[Data section]
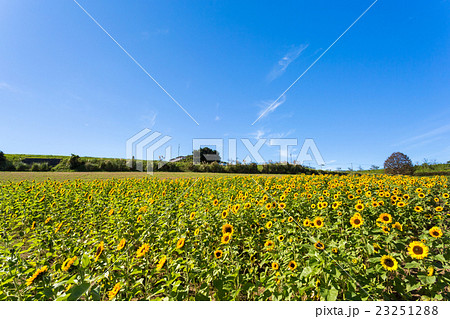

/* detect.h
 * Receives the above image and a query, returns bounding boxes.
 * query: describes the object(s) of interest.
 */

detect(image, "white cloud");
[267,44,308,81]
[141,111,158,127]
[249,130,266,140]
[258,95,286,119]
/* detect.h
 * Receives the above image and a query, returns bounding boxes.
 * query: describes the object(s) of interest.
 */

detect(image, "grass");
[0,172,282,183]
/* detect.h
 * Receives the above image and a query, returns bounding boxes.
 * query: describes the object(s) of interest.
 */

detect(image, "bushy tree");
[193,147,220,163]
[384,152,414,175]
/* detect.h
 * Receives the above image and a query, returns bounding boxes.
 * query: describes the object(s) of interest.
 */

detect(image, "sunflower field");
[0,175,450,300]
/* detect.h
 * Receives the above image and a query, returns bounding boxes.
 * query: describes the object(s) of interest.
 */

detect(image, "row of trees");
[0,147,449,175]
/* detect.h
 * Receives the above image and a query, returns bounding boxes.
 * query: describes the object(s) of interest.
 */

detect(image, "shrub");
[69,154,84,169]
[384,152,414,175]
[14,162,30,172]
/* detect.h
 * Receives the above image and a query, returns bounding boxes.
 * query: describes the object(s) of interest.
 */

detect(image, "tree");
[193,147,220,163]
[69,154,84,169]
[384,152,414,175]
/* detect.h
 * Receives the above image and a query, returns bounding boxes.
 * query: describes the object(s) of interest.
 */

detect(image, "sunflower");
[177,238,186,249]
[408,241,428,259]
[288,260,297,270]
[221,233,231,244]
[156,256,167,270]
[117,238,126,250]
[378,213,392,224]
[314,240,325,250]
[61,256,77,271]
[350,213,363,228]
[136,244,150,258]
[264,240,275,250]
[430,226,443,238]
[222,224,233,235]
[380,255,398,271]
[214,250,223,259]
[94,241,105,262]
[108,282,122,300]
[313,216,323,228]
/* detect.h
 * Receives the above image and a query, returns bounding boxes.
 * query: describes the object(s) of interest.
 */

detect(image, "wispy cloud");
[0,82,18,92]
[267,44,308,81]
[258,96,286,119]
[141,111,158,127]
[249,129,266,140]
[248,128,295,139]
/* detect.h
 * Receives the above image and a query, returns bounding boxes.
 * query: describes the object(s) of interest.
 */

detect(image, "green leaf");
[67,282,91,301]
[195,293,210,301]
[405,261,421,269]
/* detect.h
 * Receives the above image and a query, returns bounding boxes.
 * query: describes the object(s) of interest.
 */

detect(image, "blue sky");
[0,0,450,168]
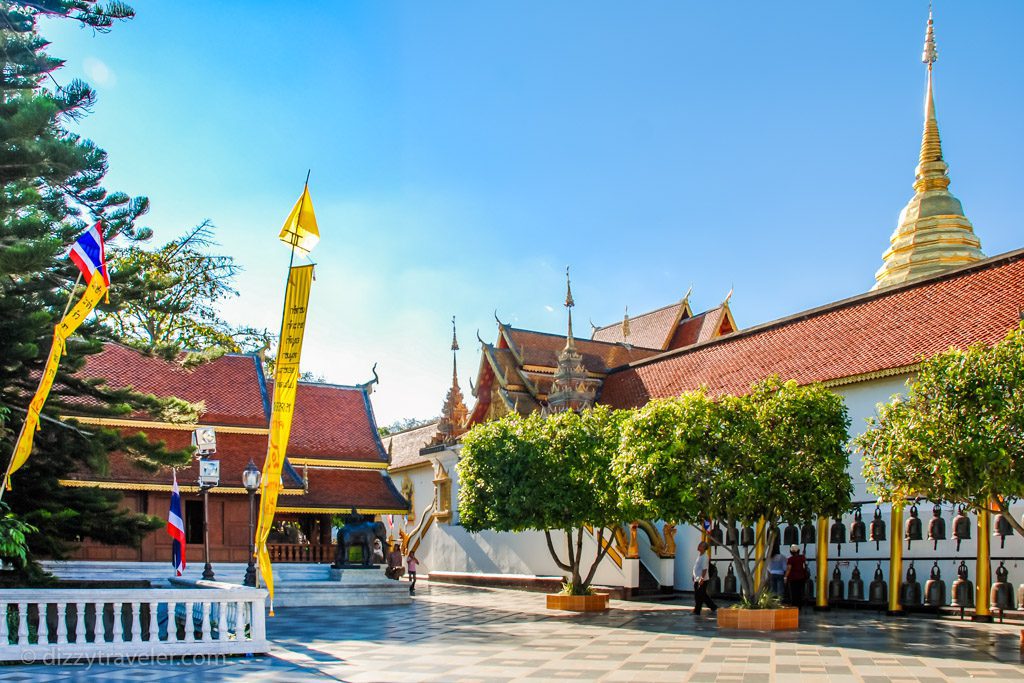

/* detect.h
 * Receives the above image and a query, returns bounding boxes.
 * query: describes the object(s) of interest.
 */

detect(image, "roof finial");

[Given request]
Locate every line in the records above that contains the string "cloud" and copy each of those lines. The match is case-sensitive.

[Solution to this task]
detect(image, "white cloud");
detect(image, "wispy cloud");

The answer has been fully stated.